Scientific classification
- Kingdom: Animalia
- Phylum: Chordata
- Class: Aves
- Order: Passeriformes
- Family: Cisticolidae
- Genus: Schistolais
- Species: S. leucopogon
- Binomial name: Schistolais leucopogon (Cabanis, 1875)
- Subspecies: S. l. leucopogon; S. l. reichenowi;

= White-chinned prinia =

- Genus: Schistolais
- Species: leucopogon
- Authority: (Cabanis, 1875)
- Conservation status: LC

Species of bird

The white-chinned prinia (Schistolais leucopogon), also known as the white-chinned warbler, is a species of bird in the family Cisticolidae.

The white-chinned prinia was described by the German ornithologist Jean Cabanis in 1875 and given the binomial name Drymoeca leucopogon. The specific epithet leucopogon is from the Ancient Greek leukos for "white" and pōgōn, "beard".

______________________________

• Work order 1:
From the scientific classification in the white-chinned prinia excerpt, list each rank from Kingdom through Species with its value.
• Work order 2:
Continue the white-chinned prinia excerpt from its final sentence.

• Data:
______________________________

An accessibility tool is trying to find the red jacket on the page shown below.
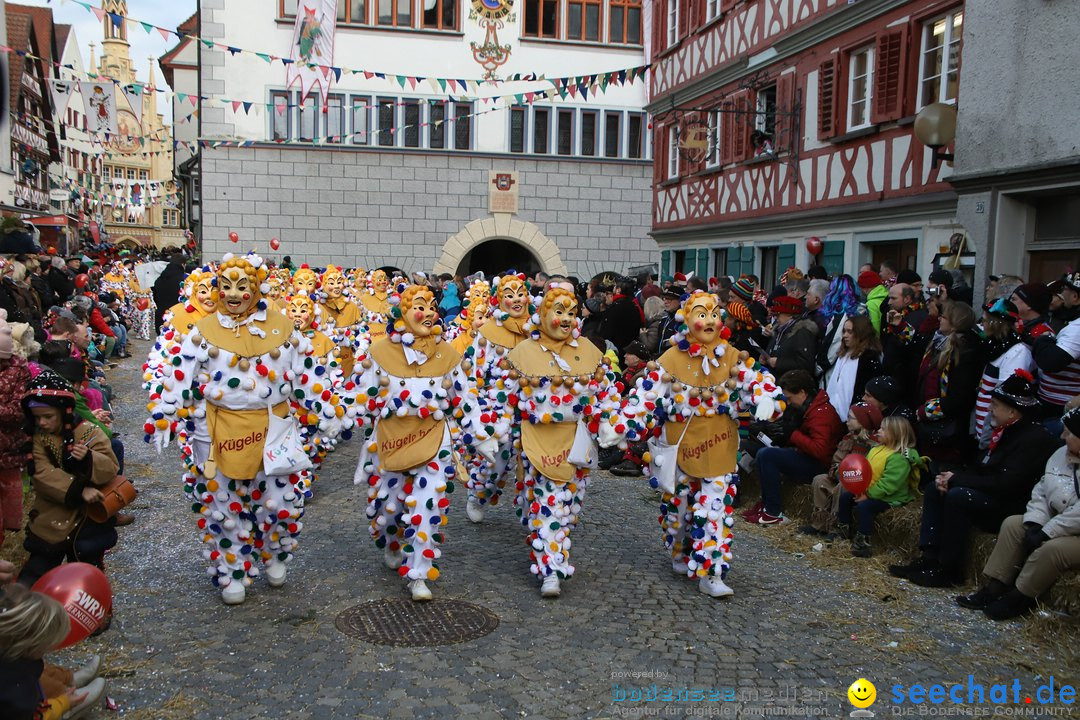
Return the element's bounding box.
[788,390,847,467]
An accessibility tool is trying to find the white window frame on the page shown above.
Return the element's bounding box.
[848,45,874,131]
[667,125,678,180]
[666,0,678,47]
[916,8,963,110]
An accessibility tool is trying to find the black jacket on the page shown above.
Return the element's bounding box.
[948,419,1061,515]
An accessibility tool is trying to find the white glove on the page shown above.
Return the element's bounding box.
[597,421,620,448]
[754,395,777,422]
[476,437,499,465]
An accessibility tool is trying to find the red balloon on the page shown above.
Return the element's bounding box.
[30,562,112,648]
[837,453,874,495]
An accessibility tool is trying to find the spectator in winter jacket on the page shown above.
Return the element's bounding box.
[761,295,819,377]
[889,371,1058,587]
[956,408,1080,620]
[743,370,845,525]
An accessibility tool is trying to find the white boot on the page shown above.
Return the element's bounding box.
[267,560,287,587]
[408,580,431,601]
[698,575,735,598]
[221,580,247,604]
[465,498,484,522]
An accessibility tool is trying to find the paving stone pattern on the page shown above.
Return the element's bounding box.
[67,343,1077,720]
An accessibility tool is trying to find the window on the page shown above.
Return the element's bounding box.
[667,0,678,47]
[604,112,622,158]
[566,0,600,42]
[352,95,372,145]
[608,0,642,45]
[510,108,529,152]
[378,97,397,147]
[524,0,559,38]
[848,47,874,130]
[378,0,413,27]
[402,100,420,148]
[667,127,678,179]
[555,110,573,155]
[581,110,598,158]
[423,0,458,30]
[454,103,473,150]
[428,100,446,148]
[270,92,289,140]
[918,10,963,109]
[326,95,346,142]
[532,108,551,154]
[296,94,319,142]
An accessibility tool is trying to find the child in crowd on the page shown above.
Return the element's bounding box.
[837,416,927,557]
[800,403,882,541]
[18,368,118,587]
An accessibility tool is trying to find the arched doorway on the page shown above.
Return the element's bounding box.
[456,240,541,277]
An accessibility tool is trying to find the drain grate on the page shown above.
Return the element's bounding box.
[334,599,499,648]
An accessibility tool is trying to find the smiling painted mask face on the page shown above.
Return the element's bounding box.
[403,290,438,338]
[499,279,529,317]
[540,293,578,342]
[685,295,721,345]
[217,268,259,315]
[285,298,314,330]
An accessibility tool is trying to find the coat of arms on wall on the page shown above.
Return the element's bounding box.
[469,0,514,80]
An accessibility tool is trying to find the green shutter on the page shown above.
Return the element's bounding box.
[698,247,710,282]
[818,240,843,277]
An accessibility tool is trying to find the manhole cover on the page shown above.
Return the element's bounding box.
[334,599,499,648]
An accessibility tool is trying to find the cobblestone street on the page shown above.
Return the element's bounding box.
[54,343,1077,719]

______________________________

• Reply 1:
- Kingdom: Animalia
- Phylum: Chordata
- Class: Aves
- Order: Passeriformes
- Family: Cisticolidae
- Genus: Schistolais
- Species: S. leucopogon

• Reply 2:
==Distribution and habitat==
It is found in the African countries of Angola, Burundi, Cameroon, Central African Republic, Republic of the Congo, Democratic Republic of the Congo, Equatorial Guinea, Gabon, Kenya, Nigeria, Rwanda, South Sudan, Tanzania, Uganda, and Zambia. Its natural habitats are subtropical or tropical dry forest, subtropical or tropical moist lowland forest, subtropical or tropical moist montane forest, and subtropical or tropical moist shrubland.